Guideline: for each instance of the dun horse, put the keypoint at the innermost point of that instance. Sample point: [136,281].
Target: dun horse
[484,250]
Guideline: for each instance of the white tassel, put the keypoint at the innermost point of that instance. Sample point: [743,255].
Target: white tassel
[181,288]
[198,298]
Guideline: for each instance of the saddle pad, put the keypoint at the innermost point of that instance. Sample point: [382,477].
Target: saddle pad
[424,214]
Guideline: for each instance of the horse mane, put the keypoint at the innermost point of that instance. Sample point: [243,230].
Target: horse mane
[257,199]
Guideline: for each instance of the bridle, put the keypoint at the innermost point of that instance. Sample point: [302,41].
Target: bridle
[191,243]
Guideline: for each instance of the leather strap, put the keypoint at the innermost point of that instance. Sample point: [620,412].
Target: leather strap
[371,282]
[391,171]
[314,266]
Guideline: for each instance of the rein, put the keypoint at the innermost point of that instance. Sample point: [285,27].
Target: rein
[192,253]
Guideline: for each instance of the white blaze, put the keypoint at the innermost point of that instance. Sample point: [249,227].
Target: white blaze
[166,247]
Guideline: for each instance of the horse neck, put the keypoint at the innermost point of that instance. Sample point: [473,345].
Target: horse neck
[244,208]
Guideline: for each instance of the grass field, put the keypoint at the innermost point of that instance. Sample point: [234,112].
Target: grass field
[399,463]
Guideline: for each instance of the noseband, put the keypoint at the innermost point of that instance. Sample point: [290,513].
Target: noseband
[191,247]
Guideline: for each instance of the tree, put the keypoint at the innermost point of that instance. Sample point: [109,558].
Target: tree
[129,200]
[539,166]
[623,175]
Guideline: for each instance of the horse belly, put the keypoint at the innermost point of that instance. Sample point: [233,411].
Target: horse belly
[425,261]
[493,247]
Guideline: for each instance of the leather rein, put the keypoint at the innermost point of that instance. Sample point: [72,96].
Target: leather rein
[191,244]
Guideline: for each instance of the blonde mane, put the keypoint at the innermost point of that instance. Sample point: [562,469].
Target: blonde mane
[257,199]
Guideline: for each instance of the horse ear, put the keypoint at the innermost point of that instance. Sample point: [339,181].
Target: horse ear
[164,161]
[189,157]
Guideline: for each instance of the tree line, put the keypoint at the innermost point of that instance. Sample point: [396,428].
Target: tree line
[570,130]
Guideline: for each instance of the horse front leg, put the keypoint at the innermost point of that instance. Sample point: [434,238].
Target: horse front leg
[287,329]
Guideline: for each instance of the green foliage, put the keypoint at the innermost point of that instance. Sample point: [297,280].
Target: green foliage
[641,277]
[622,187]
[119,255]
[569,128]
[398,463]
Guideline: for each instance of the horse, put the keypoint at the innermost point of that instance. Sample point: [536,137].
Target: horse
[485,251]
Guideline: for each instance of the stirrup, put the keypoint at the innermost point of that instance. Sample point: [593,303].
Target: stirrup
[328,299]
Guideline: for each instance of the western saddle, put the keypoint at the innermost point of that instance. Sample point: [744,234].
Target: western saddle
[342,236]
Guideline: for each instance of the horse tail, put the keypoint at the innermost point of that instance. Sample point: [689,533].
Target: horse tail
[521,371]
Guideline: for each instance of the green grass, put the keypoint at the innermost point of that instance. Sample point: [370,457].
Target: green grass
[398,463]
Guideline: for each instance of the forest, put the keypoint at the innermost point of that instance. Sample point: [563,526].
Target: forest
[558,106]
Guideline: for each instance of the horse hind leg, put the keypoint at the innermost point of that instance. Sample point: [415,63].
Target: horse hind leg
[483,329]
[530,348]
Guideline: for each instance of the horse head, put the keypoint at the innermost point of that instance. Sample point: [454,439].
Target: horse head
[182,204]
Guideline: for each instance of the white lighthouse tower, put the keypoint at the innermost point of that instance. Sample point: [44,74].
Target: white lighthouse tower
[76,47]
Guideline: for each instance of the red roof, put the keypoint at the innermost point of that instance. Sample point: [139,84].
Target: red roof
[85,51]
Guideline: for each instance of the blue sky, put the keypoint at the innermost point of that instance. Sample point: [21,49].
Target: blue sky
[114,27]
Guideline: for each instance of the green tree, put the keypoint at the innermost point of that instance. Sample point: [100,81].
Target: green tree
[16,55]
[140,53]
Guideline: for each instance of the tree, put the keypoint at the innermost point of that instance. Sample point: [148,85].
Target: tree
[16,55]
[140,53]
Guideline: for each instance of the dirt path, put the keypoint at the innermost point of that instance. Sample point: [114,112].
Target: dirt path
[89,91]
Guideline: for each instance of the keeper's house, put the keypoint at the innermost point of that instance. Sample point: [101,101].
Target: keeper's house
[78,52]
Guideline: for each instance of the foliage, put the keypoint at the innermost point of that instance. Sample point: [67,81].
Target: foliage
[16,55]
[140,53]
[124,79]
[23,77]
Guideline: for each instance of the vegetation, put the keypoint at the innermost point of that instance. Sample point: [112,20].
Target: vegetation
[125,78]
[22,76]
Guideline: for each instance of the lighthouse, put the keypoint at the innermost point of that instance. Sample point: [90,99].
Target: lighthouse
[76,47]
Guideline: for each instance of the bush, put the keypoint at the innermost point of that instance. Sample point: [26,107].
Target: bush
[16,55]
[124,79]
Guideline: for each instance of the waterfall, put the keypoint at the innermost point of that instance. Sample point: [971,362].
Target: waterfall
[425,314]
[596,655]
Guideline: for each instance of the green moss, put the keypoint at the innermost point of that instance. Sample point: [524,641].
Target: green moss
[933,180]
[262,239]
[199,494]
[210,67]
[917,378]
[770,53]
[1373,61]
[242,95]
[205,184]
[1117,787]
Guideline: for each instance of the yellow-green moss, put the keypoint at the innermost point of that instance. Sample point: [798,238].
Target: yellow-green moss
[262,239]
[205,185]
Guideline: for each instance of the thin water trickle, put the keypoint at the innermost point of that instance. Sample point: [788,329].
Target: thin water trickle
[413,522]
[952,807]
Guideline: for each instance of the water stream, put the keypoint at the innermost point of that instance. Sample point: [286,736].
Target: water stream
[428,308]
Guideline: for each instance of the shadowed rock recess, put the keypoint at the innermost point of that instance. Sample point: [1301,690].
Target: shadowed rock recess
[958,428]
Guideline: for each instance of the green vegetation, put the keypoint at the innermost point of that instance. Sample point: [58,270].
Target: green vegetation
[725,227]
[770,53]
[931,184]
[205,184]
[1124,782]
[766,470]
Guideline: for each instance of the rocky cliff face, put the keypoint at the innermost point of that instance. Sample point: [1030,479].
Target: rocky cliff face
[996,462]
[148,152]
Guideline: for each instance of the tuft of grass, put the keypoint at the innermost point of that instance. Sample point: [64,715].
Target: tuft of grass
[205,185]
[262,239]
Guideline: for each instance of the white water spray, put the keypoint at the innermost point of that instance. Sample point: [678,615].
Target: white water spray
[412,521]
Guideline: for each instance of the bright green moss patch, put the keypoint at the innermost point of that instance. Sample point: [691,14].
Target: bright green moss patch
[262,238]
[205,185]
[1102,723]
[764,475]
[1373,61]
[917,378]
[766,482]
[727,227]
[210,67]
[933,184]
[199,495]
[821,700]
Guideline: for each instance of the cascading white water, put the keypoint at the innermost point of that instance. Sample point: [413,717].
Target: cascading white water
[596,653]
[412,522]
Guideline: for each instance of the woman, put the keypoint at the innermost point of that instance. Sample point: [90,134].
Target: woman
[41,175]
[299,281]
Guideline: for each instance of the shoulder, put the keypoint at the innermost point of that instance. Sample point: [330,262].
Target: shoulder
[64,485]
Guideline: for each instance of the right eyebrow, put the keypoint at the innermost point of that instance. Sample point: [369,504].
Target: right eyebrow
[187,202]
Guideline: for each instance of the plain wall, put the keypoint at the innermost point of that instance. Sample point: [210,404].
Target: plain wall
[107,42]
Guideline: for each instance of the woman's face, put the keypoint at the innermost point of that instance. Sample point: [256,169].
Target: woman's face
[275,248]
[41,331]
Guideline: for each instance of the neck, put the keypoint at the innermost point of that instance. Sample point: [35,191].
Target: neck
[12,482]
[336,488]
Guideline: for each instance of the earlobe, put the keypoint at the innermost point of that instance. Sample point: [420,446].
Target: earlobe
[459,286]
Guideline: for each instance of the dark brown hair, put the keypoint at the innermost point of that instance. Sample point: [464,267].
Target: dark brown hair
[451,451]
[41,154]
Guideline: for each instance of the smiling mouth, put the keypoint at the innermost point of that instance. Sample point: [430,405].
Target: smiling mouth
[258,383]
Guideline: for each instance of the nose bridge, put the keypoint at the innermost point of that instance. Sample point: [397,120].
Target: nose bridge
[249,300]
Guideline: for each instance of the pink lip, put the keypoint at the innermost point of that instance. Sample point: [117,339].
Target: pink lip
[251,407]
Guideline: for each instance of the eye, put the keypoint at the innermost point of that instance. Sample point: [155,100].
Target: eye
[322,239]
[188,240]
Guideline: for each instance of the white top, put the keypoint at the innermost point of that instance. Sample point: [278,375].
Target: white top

| Written exercise |
Copy out verbatim the stretch of the listing from the line containing "Guideline: for each instance of the shoulder, put" through the end of the listing.

| Exercise response |
Guideline: for each instance of the shoulder, put the keypoint at the innermost point of that instance. Sample point: [330,262].
Target: shoulder
[64,485]
Guideline: for each instance of the right eyebrow, put the keypoint at the innermost point of that instance. Sample point: [369,504].
Target: right eyebrow
[187,202]
Guideline: for each instance of the plain wall, put the keypoint at the innermost point of that instance. Sample point: [210,404].
Target: plain wall
[107,42]
Guideline: for each instance of the woman's face, put the keypoint at the innermost point of that instance. Sample point: [256,169].
Target: woman's face
[275,248]
[41,331]
Guideline: for each instance of the neck, put the keypoint at the innermost point of that instance. Sample point: [35,191].
Target: neck
[12,482]
[336,488]
Guideline: for each instance of the earlobe, put the keypoint at the innermost point of that instance. Sample point: [420,446].
Target: earlobe
[459,286]
Guideline: for each instance of the dark brown hair, put the keypoint at the innermost point of that instance. Sample point: [464,267].
Target: dark brown hair
[451,451]
[41,154]
Guideline: for each instance of the smiling mouth, put the keypoint at the innermost point of that instance. Sample point: [430,405].
Target: smiling mouth
[258,383]
Guideline: for each instance of the nose bridge, put the keypoint at the innermost point of that instance. Sample point: [397,120].
Target: nose bridge
[249,300]
Guideline: for each instance of the pink lip, put the keypoint at the innermost point of that instance. Sample point: [117,339].
Target: pink lip
[251,407]
Guideline: for each instance of the eye, put the keypoint at the innermost point of that instance. Sample point: [155,100].
Target: eye
[322,239]
[188,240]
Guideline: for each instance of the white top, put the keypoint at the innermost point of that instance. Sample point: [278,375].
Target: white top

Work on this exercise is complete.